(OBJECTIVE) Omit the pictures, please, and give each record below again exactly.

* BEGIN INPUT MATERIAL *

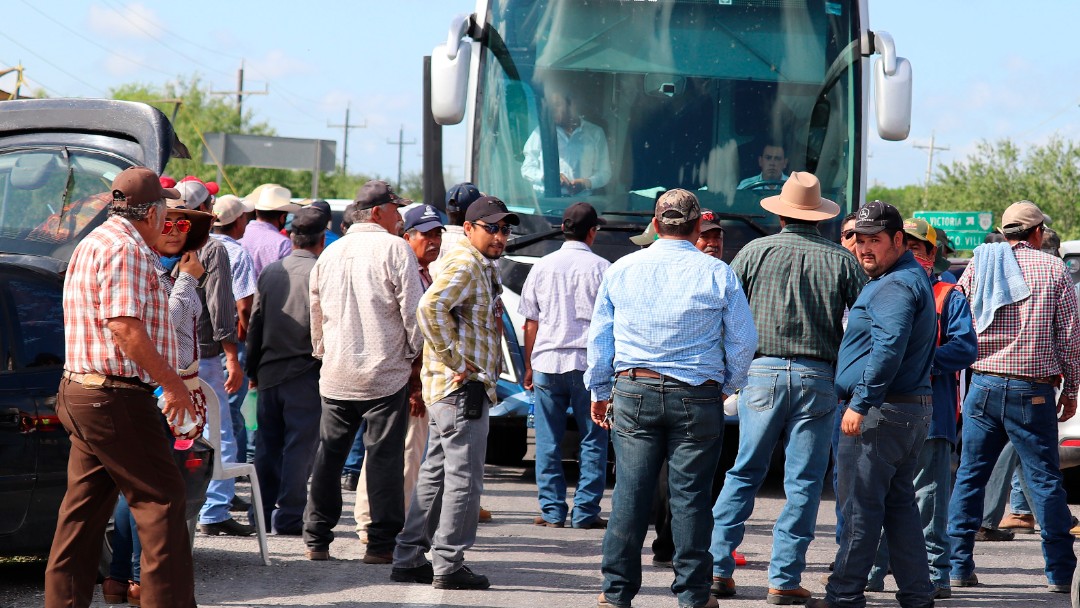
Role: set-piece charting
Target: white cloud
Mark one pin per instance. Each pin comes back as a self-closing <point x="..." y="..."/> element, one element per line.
<point x="134" y="21"/>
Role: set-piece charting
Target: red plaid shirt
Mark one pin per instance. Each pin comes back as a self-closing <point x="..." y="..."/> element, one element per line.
<point x="1038" y="337"/>
<point x="113" y="273"/>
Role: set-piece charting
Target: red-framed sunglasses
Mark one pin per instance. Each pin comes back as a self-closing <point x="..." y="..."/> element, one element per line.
<point x="181" y="225"/>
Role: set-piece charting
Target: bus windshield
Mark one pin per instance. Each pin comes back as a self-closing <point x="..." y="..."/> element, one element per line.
<point x="613" y="102"/>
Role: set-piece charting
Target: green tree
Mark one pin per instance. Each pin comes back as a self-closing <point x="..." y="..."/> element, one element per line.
<point x="998" y="174"/>
<point x="194" y="111"/>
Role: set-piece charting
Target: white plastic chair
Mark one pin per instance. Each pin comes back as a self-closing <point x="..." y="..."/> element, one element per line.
<point x="232" y="470"/>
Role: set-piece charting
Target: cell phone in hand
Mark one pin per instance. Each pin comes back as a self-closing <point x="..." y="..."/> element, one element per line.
<point x="475" y="394"/>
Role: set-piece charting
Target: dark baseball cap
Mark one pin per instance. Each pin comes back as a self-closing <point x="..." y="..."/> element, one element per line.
<point x="309" y="220"/>
<point x="876" y="216"/>
<point x="580" y="217"/>
<point x="138" y="185"/>
<point x="377" y="192"/>
<point x="489" y="210"/>
<point x="460" y="196"/>
<point x="422" y="218"/>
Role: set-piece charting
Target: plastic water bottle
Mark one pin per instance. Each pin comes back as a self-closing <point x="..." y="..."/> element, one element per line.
<point x="186" y="426"/>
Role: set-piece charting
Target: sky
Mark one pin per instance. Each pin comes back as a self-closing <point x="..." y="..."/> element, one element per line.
<point x="985" y="70"/>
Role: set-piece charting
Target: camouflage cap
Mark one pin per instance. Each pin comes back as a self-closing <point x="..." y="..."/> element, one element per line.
<point x="677" y="206"/>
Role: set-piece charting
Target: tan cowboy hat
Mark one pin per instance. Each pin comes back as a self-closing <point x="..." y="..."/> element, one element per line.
<point x="800" y="199"/>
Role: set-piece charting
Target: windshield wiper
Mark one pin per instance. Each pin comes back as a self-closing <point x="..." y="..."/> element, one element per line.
<point x="745" y="218"/>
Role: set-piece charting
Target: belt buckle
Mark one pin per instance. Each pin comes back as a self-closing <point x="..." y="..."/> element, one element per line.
<point x="93" y="380"/>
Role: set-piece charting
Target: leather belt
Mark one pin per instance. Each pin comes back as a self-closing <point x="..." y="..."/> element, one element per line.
<point x="104" y="381"/>
<point x="793" y="357"/>
<point x="635" y="373"/>
<point x="1029" y="379"/>
<point x="901" y="397"/>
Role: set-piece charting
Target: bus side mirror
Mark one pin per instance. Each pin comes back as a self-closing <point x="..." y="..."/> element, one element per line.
<point x="449" y="73"/>
<point x="892" y="83"/>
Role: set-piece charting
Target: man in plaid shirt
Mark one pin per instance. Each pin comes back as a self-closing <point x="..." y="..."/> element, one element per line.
<point x="119" y="342"/>
<point x="1029" y="348"/>
<point x="461" y="319"/>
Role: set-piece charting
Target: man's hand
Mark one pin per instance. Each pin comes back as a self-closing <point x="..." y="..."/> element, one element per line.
<point x="579" y="185"/>
<point x="1067" y="406"/>
<point x="416" y="407"/>
<point x="602" y="410"/>
<point x="460" y="376"/>
<point x="189" y="262"/>
<point x="177" y="403"/>
<point x="235" y="375"/>
<point x="852" y="422"/>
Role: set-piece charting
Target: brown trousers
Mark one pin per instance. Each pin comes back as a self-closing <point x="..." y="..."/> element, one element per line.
<point x="118" y="442"/>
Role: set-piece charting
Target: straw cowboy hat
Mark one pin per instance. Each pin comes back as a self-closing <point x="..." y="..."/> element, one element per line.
<point x="800" y="199"/>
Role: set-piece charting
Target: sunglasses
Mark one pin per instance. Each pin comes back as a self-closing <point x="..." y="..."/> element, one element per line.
<point x="493" y="229"/>
<point x="181" y="225"/>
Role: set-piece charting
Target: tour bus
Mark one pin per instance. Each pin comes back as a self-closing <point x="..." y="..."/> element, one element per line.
<point x="657" y="94"/>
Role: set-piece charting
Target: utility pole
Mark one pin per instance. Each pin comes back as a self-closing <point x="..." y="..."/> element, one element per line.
<point x="930" y="165"/>
<point x="240" y="93"/>
<point x="401" y="143"/>
<point x="345" y="152"/>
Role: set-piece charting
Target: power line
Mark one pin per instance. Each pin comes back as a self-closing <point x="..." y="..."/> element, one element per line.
<point x="153" y="37"/>
<point x="345" y="152"/>
<point x="95" y="43"/>
<point x="54" y="66"/>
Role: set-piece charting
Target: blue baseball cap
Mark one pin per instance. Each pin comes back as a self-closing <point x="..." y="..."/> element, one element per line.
<point x="422" y="218"/>
<point x="459" y="197"/>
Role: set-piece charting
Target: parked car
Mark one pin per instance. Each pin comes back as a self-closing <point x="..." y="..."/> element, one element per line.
<point x="57" y="160"/>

* END INPUT MATERIAL *

(THE ANSWER)
Role: set-piece charting
Target: white cloud
Mark one pin per instance. Each pin comes back as a self-closing <point x="..." y="..."/> element, one element per line.
<point x="134" y="21"/>
Role: set-piece charting
Target: red plaid shirt
Mark one pin per instance. Each pin comes back as a self-closing <point x="..." y="..."/> element, one element per line.
<point x="1038" y="337"/>
<point x="113" y="273"/>
Role: set-piece charting
Target: red-framed sunglasses
Mark one pin per instance. Each pin comes back as a self-closing <point x="..." y="..."/> element, one element per line.
<point x="181" y="225"/>
Role: set-piece charting
Target: bus windshield
Mark one pin per instance. Each pin comes back as a self-closing <point x="..." y="..."/> element, one element per line.
<point x="613" y="102"/>
Role: set-piece charting
Target: green tree
Mark one pin per instance. Each pin comes back as a self-closing <point x="..." y="..."/> element, one element per line.
<point x="998" y="174"/>
<point x="194" y="111"/>
Role: set-piece charting
Target: white plastic chair
Mark one pin per instance. Each pin comes back as a self-closing <point x="..." y="..."/> element, one element per line.
<point x="232" y="470"/>
Role: set-piece charting
Target: cell phone in hand
Mark one pin per instance. Each pin comes back as a self-closing <point x="..." y="..."/> element, one element per line.
<point x="475" y="394"/>
Role: set-piece charting
Target: dark baseball cap
Mark one pin per instance. Each pin comes back as a self-closing <point x="..." y="..."/> element, one element per line.
<point x="309" y="220"/>
<point x="876" y="216"/>
<point x="580" y="217"/>
<point x="138" y="185"/>
<point x="377" y="192"/>
<point x="489" y="210"/>
<point x="460" y="196"/>
<point x="422" y="218"/>
Role: set-piece charting
Target: plastic water bottle
Mark one pin per instance. Each pin comes back as a self-closing <point x="..." y="..."/> element, one element per line.
<point x="186" y="426"/>
Role: set-piece charting
Target: sky
Mark one pin per instance. Each pin comes back as a self-closing <point x="..." y="..."/> element, one element per line.
<point x="985" y="70"/>
Role: set-piece charting
Target: camouflage cap
Mark one pin per instance. Each pin comes back as a self-closing <point x="..." y="..."/> element, one element per line.
<point x="677" y="206"/>
Role: set-piece charting
Target: tan cowboy hat
Mark one pin per instance. Each pin comes back as a self-closing <point x="..." y="..."/> element, one element per line.
<point x="800" y="199"/>
Role: set-piece charting
Target: windshield wiper
Mark one pin per instance. Each pin comes back as a self-closing <point x="..." y="..."/> element, one element per line.
<point x="745" y="218"/>
Role: set-piece charting
Target: belt buckle
Mark one pin per instance. Each pin comes back as a self-closing <point x="..." y="..."/> element, one element per line.
<point x="93" y="380"/>
Role: set-piece charting
Target: leather belt
Mark one pin per instance. Each pin comes back as a self-closing <point x="..." y="..."/> element, one element per line.
<point x="104" y="381"/>
<point x="793" y="357"/>
<point x="635" y="373"/>
<point x="1029" y="379"/>
<point x="901" y="397"/>
Role: set-piece charting
Target: bus side mirror
Mark one pin per instance. Each pin comes back as a self-closing <point x="..." y="..."/> element, one element per line.
<point x="449" y="73"/>
<point x="892" y="83"/>
Role: set-piece charting
Target: man in plaid shirt
Mark one pin per instance. Each pin comes back as a self-closing <point x="..." y="..."/> element, one element per line.
<point x="119" y="342"/>
<point x="1029" y="348"/>
<point x="461" y="319"/>
Role: set-piece charting
Target: man's hand
Mark one pin per instance. Each pin comes back as a self-closing <point x="..." y="..."/> element, one element per line.
<point x="579" y="185"/>
<point x="1067" y="406"/>
<point x="416" y="407"/>
<point x="602" y="410"/>
<point x="460" y="376"/>
<point x="189" y="262"/>
<point x="177" y="403"/>
<point x="235" y="375"/>
<point x="852" y="422"/>
Role: set-piece charting
Target: brown trousers
Mark one pin per instance. Each pin comes back as a self-closing <point x="..." y="..."/> element, one element per line.
<point x="118" y="442"/>
Role: set-piece charting
Target: straw cowboy hat
Mark one pin per instance. Each pin comes back as a self-closing <point x="..." y="..."/> element, one element per line.
<point x="800" y="199"/>
Role: set-piece charting
Target: sunglasses
Mark one pin per instance. Each pin comes back as a self-closing <point x="..." y="..."/> element, one element per line.
<point x="493" y="229"/>
<point x="181" y="225"/>
Role: set-piece charting
Target: tour bus
Mark one pin per instance. Each pin comes back as a self-closing <point x="..." y="..."/> element, one element per line.
<point x="657" y="94"/>
Role: set-piece charting
Target: utility pole
Mark one pin per instance. Each pin comes back as a self-closing <point x="..." y="..."/> element, one element per line.
<point x="930" y="165"/>
<point x="240" y="93"/>
<point x="401" y="143"/>
<point x="345" y="152"/>
Role: set-piece charting
Target: power line
Mark one pin per instance. Each pin comes back as a self-closing <point x="..." y="..."/> element, one element per line.
<point x="153" y="37"/>
<point x="345" y="152"/>
<point x="95" y="43"/>
<point x="54" y="66"/>
Role: set-piece charting
Target: blue baseball cap
Mark one pin per instance. Each pin comes back as a self-closing <point x="..." y="..."/> element, one element per line.
<point x="422" y="218"/>
<point x="459" y="197"/>
Role: set-piece charting
Target: parked car
Mark one pin per instance. Each pin comes back as a self-closing <point x="..." y="..."/> element, one element per line.
<point x="57" y="160"/>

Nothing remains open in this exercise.